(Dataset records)
=======

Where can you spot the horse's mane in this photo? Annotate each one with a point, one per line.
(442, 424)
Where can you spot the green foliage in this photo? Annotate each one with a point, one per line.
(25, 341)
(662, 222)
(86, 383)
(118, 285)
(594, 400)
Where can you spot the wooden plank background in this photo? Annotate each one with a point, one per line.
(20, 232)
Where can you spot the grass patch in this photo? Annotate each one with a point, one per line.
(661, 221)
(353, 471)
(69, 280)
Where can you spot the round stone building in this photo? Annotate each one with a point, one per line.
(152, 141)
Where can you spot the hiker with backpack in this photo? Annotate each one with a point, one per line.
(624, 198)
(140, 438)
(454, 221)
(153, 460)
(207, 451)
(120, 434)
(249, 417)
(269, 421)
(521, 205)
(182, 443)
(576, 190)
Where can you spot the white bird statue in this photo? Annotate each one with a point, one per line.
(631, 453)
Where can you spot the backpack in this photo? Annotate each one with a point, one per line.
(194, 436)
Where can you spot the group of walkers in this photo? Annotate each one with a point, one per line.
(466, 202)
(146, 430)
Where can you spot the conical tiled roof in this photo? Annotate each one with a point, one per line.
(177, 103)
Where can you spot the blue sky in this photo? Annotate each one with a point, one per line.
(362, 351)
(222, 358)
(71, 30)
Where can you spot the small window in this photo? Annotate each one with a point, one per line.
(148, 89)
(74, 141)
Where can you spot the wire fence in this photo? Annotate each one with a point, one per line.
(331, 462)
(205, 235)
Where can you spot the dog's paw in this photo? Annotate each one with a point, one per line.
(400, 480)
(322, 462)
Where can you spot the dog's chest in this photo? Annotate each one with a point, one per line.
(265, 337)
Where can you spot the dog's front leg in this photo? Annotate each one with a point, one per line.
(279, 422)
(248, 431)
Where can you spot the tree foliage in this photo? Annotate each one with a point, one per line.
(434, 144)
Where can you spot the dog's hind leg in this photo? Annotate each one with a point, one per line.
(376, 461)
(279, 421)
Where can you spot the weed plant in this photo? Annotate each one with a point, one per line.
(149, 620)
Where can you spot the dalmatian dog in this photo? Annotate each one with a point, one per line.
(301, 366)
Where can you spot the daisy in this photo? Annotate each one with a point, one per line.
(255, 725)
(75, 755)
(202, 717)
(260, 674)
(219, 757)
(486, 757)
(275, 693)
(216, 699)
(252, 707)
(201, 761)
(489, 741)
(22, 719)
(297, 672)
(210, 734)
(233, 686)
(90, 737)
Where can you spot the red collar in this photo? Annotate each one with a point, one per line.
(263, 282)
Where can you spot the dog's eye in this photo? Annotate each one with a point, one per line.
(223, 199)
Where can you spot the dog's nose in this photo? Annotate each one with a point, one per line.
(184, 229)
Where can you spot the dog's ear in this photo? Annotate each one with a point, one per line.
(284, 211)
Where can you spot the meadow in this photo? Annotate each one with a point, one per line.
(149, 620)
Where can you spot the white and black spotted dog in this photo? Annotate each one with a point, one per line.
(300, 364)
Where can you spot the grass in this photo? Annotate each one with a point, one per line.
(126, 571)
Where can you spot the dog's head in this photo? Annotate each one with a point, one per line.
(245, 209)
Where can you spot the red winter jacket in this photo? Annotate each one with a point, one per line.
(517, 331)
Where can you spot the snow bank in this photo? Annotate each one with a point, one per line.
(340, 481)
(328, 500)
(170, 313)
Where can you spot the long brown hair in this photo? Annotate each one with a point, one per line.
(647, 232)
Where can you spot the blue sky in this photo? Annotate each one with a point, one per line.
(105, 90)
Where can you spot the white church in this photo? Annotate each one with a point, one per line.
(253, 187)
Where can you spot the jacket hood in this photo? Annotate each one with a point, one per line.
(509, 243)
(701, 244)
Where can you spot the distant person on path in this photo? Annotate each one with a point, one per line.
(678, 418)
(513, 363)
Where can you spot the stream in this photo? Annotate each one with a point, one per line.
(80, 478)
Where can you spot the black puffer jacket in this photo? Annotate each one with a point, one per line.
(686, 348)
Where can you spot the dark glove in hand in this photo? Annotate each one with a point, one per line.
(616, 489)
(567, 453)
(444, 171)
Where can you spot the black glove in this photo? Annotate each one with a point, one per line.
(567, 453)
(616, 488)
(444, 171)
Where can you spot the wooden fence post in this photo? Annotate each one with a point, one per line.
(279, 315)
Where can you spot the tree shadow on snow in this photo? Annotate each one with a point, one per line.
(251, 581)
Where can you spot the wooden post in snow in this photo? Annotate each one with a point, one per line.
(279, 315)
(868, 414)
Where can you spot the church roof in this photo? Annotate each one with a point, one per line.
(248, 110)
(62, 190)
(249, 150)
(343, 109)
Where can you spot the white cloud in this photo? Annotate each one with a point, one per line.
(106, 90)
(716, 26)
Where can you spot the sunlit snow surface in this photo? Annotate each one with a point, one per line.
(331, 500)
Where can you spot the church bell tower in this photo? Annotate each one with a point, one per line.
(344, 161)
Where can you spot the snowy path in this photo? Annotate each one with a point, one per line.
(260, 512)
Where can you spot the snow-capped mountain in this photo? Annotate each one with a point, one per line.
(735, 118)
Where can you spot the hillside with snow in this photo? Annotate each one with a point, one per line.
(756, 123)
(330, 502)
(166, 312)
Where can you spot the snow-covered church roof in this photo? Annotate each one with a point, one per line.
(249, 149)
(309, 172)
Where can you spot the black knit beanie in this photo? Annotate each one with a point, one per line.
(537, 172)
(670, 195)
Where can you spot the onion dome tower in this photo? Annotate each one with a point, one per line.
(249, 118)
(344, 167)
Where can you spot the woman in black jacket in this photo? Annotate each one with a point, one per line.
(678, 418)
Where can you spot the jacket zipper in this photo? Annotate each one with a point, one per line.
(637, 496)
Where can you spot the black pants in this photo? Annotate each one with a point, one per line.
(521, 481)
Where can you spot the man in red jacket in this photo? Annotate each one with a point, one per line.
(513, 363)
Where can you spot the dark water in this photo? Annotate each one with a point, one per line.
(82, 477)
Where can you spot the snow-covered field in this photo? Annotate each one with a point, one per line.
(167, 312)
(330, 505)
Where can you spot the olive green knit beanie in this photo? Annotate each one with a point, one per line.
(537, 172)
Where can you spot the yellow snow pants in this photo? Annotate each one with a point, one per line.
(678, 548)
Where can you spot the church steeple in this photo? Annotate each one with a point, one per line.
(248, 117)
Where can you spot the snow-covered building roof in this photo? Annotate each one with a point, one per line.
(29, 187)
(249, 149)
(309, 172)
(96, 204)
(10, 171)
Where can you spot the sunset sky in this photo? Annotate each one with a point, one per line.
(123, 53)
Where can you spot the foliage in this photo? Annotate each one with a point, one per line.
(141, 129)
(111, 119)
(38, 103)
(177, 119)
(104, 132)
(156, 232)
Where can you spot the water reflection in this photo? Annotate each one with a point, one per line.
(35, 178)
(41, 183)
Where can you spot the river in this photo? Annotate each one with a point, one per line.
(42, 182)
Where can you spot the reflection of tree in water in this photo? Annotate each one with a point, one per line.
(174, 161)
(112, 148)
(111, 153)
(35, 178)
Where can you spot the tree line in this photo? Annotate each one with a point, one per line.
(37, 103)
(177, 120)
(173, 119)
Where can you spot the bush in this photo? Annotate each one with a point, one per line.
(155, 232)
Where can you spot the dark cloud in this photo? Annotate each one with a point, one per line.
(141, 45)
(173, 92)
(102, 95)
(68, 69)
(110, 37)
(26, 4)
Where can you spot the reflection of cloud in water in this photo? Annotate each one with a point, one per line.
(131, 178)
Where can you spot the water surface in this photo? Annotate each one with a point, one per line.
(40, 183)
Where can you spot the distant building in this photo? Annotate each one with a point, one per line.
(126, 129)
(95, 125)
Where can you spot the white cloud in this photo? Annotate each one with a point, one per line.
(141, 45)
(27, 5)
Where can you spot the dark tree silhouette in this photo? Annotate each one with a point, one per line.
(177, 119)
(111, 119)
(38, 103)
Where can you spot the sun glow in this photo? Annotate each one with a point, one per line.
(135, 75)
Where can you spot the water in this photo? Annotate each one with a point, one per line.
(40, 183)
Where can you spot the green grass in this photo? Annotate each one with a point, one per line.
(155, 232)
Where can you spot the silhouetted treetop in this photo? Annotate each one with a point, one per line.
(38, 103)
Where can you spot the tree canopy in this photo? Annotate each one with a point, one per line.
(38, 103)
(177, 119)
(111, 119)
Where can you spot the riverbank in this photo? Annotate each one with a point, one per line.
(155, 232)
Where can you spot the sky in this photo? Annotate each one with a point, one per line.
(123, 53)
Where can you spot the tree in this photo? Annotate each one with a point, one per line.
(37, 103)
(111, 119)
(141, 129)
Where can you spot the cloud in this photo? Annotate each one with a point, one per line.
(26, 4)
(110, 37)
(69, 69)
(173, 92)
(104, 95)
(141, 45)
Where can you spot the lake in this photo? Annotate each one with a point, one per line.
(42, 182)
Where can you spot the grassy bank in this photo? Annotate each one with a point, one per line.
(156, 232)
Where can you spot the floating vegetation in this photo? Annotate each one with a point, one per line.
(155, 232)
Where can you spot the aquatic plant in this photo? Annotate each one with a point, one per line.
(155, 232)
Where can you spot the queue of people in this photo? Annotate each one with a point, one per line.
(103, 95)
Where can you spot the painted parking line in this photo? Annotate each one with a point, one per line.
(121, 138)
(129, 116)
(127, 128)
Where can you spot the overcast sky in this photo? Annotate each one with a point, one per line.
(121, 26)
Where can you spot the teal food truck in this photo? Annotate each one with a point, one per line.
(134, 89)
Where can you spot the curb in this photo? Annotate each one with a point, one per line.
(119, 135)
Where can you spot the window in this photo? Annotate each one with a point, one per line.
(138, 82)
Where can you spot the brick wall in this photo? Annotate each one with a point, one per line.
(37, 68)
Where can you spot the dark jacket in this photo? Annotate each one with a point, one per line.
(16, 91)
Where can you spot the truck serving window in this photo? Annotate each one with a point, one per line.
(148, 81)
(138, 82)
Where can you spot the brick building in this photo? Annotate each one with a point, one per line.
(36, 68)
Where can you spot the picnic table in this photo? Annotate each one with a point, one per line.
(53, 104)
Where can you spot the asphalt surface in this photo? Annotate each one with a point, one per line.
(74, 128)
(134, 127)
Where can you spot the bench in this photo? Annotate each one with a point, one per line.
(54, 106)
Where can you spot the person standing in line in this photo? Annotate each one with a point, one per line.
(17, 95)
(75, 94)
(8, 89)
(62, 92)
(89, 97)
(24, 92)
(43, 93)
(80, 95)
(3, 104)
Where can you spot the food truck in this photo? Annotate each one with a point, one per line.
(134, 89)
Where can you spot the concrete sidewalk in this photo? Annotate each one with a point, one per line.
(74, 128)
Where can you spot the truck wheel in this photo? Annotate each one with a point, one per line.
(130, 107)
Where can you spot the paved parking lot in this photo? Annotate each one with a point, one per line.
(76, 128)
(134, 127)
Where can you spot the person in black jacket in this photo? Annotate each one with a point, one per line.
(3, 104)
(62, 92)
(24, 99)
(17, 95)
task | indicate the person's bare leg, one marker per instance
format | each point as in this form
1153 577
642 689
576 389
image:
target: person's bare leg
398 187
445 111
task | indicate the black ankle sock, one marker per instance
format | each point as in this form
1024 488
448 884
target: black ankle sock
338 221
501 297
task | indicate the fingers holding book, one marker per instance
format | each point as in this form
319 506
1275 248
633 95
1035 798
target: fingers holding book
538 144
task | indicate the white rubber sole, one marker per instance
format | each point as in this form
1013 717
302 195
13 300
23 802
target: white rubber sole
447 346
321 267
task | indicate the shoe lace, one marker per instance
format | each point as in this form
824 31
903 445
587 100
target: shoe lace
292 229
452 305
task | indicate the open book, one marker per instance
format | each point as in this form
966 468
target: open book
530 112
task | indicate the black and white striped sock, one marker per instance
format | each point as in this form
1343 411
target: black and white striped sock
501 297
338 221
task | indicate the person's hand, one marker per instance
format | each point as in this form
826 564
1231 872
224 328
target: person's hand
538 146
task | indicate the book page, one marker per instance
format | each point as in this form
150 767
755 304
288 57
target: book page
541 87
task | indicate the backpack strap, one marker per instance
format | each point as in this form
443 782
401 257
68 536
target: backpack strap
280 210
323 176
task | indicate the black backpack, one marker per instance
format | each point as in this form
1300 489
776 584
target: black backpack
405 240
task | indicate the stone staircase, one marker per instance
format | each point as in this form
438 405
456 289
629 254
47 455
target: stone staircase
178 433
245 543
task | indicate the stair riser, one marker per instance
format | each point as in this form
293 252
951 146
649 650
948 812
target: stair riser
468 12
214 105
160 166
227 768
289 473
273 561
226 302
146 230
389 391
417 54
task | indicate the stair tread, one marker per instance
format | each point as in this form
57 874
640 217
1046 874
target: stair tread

=======

Repeat only what runs from the line holding "task | indicate the black backpack, one" to the end of the data, keeping every line exactly as written, first and last included.

▶ Response
task | indicate the black backpack, one marker per instance
format | each point as in this form
1300 489
776 584
target: black backpack
405 240
task | indicate the stone staircase, one marker per instance
format | each point as in this form
438 405
456 289
629 254
47 455
target: stone staircase
178 433
245 543
task | indicate the stair riser, one marker per instance
format | each point as in this form
293 252
951 146
649 650
948 812
target: stair riser
468 12
214 105
160 166
227 768
289 473
273 561
226 302
146 230
389 391
417 54
task | indicate the stair tread, one marker per instance
format | each point as in this form
57 874
640 217
1046 874
target: stair tread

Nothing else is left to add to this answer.